[[ DATA UNDER STUDY open ]]

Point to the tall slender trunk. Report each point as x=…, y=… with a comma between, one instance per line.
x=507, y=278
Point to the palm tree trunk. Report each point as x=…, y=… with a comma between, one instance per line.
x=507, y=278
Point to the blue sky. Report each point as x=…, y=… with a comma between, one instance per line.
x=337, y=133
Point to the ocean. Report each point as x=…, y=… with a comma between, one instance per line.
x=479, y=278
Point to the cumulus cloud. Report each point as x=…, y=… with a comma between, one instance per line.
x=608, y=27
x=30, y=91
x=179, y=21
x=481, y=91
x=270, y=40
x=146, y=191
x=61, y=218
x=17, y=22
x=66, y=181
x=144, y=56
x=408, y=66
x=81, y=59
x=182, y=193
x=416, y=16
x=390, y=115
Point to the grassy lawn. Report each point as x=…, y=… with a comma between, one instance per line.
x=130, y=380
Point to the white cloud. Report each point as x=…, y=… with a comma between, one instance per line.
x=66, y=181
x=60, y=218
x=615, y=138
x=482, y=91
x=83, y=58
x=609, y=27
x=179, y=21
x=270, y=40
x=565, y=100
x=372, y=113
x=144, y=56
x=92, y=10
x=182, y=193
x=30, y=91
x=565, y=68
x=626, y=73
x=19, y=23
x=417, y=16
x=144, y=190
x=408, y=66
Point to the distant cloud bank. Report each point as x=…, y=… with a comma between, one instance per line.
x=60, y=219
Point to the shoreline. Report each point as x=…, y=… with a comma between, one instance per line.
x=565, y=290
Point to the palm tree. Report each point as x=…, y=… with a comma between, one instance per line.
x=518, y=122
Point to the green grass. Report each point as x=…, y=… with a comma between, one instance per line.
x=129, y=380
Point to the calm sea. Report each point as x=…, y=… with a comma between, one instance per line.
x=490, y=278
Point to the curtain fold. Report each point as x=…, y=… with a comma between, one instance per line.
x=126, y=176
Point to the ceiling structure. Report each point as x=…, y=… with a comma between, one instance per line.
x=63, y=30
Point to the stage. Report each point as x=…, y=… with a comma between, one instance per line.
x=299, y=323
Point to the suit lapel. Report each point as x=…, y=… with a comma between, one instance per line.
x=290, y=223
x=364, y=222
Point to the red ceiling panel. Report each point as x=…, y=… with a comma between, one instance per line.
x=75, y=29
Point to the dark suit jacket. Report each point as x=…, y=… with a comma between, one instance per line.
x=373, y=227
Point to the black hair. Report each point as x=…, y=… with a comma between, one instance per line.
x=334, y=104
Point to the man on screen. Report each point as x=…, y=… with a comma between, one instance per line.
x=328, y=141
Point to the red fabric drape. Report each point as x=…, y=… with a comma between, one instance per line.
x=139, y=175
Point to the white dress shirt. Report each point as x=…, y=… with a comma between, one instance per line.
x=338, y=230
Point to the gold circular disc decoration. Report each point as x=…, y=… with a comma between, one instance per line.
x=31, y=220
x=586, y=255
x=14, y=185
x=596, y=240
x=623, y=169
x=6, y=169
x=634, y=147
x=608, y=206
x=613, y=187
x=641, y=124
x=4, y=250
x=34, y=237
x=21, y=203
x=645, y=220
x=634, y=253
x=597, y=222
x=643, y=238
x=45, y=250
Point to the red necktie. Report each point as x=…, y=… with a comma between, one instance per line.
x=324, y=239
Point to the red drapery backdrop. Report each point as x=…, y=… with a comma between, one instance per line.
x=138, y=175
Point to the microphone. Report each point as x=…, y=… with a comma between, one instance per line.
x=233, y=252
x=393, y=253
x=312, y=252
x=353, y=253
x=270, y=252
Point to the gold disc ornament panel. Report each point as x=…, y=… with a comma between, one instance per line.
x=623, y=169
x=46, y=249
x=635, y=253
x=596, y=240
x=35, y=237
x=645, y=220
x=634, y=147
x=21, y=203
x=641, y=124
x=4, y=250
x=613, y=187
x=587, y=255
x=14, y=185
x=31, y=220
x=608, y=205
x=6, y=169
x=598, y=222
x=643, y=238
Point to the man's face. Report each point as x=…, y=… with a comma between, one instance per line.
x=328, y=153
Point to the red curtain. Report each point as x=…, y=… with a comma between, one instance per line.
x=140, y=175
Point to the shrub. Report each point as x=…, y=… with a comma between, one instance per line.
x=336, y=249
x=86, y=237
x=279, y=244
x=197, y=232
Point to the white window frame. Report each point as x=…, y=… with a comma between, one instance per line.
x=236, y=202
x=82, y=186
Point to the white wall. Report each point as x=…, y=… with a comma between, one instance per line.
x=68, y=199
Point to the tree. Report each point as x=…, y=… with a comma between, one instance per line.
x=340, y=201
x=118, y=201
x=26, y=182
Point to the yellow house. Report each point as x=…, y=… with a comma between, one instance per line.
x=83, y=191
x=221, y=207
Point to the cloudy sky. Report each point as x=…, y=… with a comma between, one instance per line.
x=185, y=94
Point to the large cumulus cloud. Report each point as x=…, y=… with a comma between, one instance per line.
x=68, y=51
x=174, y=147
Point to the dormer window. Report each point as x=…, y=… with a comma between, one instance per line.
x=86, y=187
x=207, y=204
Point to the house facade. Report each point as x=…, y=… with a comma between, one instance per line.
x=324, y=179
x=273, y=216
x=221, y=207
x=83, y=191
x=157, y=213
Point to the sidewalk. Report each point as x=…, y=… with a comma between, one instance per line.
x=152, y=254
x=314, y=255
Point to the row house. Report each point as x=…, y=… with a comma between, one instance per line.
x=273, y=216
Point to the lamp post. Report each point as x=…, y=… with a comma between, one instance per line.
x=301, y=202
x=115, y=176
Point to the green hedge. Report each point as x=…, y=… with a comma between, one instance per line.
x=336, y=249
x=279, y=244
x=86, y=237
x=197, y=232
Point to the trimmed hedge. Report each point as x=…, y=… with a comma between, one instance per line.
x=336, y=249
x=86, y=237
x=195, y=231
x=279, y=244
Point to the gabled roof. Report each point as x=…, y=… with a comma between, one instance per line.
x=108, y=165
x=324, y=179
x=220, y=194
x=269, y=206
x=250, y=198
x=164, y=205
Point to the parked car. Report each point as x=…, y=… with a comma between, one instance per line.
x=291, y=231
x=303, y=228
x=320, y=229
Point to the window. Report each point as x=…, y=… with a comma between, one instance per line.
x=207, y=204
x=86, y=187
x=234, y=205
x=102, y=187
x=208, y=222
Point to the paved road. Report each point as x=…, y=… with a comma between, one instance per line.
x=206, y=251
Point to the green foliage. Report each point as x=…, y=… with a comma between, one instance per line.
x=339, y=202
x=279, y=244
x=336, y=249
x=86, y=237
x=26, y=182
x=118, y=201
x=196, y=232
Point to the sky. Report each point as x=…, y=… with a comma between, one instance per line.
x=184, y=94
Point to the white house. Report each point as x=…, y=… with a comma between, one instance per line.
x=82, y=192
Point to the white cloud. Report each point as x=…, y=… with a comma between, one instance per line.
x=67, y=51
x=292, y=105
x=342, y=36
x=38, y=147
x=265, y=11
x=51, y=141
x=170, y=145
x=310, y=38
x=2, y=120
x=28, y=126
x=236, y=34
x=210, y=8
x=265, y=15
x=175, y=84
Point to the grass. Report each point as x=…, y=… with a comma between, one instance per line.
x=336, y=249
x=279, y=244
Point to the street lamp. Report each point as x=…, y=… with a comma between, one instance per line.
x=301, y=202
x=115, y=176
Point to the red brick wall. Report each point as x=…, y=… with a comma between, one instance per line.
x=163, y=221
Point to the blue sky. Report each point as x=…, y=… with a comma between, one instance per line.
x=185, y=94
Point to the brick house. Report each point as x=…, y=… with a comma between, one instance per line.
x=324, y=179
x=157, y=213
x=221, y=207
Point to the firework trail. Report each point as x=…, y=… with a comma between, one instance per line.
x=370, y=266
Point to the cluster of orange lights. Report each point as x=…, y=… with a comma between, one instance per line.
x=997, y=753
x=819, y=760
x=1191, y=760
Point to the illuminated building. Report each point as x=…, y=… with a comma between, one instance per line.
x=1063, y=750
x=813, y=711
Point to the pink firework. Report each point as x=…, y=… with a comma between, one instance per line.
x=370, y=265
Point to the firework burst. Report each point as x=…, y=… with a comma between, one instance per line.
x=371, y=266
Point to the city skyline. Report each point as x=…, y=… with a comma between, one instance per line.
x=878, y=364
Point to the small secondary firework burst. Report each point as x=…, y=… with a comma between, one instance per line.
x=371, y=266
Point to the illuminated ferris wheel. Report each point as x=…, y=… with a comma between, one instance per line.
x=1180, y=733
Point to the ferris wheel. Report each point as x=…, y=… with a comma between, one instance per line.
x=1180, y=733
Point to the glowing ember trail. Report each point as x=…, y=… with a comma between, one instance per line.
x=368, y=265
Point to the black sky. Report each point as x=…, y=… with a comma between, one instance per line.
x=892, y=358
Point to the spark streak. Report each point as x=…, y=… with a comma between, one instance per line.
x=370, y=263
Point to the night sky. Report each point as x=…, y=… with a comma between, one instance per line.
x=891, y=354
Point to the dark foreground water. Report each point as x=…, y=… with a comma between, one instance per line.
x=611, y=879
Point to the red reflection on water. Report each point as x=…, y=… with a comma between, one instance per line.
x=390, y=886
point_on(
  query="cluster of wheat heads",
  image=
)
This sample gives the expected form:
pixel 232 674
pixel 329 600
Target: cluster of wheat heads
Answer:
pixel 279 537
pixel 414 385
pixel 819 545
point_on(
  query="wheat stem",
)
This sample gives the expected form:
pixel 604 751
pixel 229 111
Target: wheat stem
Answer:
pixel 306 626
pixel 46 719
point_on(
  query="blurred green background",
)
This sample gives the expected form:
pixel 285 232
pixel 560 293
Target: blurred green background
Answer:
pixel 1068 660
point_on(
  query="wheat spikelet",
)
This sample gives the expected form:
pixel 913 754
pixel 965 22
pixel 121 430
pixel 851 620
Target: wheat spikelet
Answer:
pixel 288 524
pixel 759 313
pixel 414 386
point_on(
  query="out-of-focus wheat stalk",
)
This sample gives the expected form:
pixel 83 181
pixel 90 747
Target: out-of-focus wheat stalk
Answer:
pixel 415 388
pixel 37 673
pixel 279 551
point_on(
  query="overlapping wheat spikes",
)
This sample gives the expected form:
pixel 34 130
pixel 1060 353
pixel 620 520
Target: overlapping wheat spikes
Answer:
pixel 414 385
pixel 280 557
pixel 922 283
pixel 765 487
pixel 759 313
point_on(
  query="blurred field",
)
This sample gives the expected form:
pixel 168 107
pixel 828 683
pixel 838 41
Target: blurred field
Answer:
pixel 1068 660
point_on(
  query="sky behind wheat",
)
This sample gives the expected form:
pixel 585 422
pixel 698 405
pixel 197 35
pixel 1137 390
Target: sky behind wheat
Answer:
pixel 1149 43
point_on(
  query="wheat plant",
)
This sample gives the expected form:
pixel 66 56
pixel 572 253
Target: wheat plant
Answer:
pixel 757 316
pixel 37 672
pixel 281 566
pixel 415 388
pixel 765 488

[[ DATA UNDER STUDY closed ]]

» **ASSIGNED TASK**
Lines that hold the word "query" are the ones to copy from the entries above.

» **PROBLEM SOLUTION**
  query="cluster of wheat heads",
  query="wheat stem",
  query="blurred green background",
  query="wheat spikelet",
  query="out-of-focus wheat stalk",
  query="overlapping wheat spikes",
  query="blurred field",
  query="sky behind wheat",
  query="wheat plant",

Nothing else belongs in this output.